It would have been obvious to one of ordinary skill in the art before the effective filing date of the claimed invention to modify the optical unit of Ito such that it includes a stopper, wherein the stopper has a shape identical to the first slider (i.e. fixing-side sliding surface 24 of Ito, for example) as disclosed in Wataya in order to effectively restrict the movement of the movement of the moving frame and thus the moving lens in order to realize a preset first focal length (see Wataya: [0012]; [0082]). A stopper is one of a finite number of devices which can be used to restrict movement of components with a reasonable expectation of success. Thus, modifying the optical unit of Ito such that it includes a stopper with a shape identical to the first slider (i.e. fixing-side sliding surface 24 of Ito, for example) as disclosed in Wataya would yield the predictable result of effectively restricting the movement of the movement of the moving frame and thus the moving lens in order to realize a preset first focal length (see Wataya: [0012]; [0082]).
Regarding claim 4, Ito in view of Wataya and Iwasaki discloses all features of the claimed invention as discussed with respect to claim 2 above, and Ito further teaches that “the first slider” is “made of a first material” (See [0034] and [0035] as discussed in claim 1 above, and “Consequently, from among the members in the fixing portion 2, the member whose distance from the magnet 12 is small and that is affected by the attraction force is preferably formed by using a non-magnetic material. If so, it is possible to ideally make the attraction force between the magnet 12 and the member zero. As a non-magnetic material, for example, a metallic material, such as austenitic stainless steel, aluminum, titanium, copper, copper alloy, or a resin material, such as polyether ether ketone (PEEK), polyacetal, polycarbonate, and polyimide, may be used” [0072]. As shown in FIG. 5, the fixing-side sliding surface 24 (i.e. first slider) is included within the fixing portion main body 20 of the fixing portion 2. Since members of the fixing portion 2 are ideally formed of a non-magnetic material such as a resin material and the fixing-side sliding surface 24 is one such member of the fixing portion 2, the first slider is made of a first material.).
Iwasaki further teaches “wherein the stopper” is “made of a first material” (See [Page 14, Line 34] as discussed in claim 1 above.).
It would have been obvious to one of ordinary skill in the art before the effective filing date of the claimed invention to modify the optical unit of Ito such that it includes a first slider and a stopper which are made of a first material (i.e. resin) in order to ensure that these components of the optical unit are minimally affected by the attraction force produced by a magnet (see Ito: [0072]). Materials, such as resin, are durable and are less affected by attraction forces caused by magnets with a system. Therefore, one of ordinary skill in the art would be motivated to utilize resin to form the first slider and the stopper in order to ensure that these components are not impacted by magnetic forces and therefore, can provide stable positioning of a moving lens with a reasonable expectation of success. Thus, modifying the optical unit of Ito such that it includes a first slider and a stopper which are made of a first material (i.e. resin) would yield the predictable result of ensuring that these components of the optical unit are minimally affected by the attraction force produced by a magnet (see Ito: [0072]) and thus can provide stable positioning of the moving lens.

TASKS FOR THIS EXERCISE
1. Answer these questions using the patent text:
(a) Which paragraph of Ito is cited for the statement about forming members with a non-magnetic material?
(b) Which feature of Ito is identified as the first slider?
(c) At what page and line does Iwasaki teach that the stopper is made of a first material?
2. Count the lines in the records that contain the string "wall". Give only the number.

MATERIAL TO PROCESS

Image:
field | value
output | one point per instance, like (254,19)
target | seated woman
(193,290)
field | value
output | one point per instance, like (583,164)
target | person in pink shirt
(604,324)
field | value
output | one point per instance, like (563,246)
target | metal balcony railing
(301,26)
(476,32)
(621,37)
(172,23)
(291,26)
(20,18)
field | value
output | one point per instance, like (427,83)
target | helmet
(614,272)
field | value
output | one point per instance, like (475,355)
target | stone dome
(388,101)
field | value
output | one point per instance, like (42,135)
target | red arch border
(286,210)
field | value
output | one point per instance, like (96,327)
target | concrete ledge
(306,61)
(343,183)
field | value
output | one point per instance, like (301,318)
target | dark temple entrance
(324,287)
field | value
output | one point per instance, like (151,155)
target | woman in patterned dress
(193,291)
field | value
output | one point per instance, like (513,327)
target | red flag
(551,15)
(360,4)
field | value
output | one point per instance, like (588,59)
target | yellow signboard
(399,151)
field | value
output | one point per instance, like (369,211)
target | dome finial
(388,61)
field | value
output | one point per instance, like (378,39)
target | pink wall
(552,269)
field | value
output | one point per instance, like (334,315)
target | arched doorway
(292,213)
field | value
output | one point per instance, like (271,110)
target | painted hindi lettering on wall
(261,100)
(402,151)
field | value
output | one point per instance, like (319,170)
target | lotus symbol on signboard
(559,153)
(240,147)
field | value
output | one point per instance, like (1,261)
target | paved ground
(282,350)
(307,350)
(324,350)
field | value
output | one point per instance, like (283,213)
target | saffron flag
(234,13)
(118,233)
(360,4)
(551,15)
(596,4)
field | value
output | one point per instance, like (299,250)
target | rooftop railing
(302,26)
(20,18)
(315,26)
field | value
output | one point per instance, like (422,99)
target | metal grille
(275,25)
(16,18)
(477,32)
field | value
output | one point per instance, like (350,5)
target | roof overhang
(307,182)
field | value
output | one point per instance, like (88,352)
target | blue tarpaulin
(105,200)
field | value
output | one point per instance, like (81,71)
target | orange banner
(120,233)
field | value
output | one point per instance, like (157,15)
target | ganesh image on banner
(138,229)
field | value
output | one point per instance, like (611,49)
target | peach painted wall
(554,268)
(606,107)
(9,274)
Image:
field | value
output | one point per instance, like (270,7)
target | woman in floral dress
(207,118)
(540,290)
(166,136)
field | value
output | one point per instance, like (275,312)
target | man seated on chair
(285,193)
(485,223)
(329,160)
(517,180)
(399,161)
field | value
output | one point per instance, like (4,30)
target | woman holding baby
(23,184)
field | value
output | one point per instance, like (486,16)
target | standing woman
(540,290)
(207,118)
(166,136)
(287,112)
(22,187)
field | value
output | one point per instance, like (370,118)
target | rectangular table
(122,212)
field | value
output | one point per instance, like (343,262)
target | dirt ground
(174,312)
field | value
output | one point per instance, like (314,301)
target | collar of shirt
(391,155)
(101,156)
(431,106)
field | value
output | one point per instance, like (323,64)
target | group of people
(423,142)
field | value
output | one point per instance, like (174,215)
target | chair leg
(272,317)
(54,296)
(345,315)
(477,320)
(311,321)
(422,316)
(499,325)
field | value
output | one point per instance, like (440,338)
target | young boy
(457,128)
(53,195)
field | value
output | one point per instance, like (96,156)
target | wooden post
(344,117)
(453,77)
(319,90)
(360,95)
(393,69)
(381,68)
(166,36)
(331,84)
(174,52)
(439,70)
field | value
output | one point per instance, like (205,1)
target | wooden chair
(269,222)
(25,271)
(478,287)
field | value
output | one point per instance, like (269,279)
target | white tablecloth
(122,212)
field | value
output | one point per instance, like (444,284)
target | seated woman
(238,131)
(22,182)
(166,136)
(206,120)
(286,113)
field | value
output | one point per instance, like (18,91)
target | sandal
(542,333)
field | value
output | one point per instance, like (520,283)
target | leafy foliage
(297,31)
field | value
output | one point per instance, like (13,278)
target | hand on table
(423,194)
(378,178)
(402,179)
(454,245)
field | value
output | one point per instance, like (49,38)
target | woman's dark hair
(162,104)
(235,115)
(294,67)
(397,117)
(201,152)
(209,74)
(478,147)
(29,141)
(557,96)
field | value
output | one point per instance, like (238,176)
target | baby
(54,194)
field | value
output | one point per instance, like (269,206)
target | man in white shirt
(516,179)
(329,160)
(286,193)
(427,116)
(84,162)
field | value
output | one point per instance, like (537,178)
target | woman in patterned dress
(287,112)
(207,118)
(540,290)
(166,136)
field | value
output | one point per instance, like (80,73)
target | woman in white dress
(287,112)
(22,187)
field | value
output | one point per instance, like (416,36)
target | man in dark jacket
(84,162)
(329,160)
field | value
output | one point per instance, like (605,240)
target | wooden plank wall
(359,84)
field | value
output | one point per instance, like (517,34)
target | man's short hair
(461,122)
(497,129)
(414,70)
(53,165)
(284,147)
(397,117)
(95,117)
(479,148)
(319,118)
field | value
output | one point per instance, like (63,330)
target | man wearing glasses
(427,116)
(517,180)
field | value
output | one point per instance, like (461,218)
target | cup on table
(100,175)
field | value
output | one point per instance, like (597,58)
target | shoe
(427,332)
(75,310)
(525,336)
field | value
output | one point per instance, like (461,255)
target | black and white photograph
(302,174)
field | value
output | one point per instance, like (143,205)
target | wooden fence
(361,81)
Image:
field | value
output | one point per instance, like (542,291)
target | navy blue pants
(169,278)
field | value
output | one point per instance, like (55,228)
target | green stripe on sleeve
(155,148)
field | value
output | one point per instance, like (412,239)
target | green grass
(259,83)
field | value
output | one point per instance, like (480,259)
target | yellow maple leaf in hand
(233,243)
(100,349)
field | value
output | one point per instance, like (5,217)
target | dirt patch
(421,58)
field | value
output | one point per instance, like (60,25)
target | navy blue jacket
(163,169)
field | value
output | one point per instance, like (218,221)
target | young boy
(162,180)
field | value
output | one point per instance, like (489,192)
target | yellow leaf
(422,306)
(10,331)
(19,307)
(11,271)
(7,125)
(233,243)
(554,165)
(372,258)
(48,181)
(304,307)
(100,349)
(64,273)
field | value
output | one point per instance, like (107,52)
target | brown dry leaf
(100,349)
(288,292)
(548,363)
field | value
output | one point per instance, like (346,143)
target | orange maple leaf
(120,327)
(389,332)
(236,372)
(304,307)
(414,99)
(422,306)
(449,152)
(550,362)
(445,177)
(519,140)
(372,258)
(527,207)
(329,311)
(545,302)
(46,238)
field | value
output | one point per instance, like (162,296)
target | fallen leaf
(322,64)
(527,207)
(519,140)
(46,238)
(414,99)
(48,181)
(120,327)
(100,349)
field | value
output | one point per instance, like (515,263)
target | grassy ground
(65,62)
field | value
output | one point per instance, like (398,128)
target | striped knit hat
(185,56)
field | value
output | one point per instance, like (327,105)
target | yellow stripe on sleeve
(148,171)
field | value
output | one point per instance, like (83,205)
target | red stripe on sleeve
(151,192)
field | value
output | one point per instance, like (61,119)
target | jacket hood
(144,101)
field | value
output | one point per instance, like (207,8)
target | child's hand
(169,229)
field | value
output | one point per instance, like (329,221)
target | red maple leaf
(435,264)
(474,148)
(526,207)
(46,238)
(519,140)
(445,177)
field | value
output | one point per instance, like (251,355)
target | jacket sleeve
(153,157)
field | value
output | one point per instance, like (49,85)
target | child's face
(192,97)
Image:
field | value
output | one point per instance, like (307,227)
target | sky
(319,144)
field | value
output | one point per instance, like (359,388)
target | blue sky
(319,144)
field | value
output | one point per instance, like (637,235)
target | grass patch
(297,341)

EXERCISE RESPONSES
1.
(a) [0072]
(b) The fixing-side sliding surface 24
(c) Page 14, Line 34

2. 4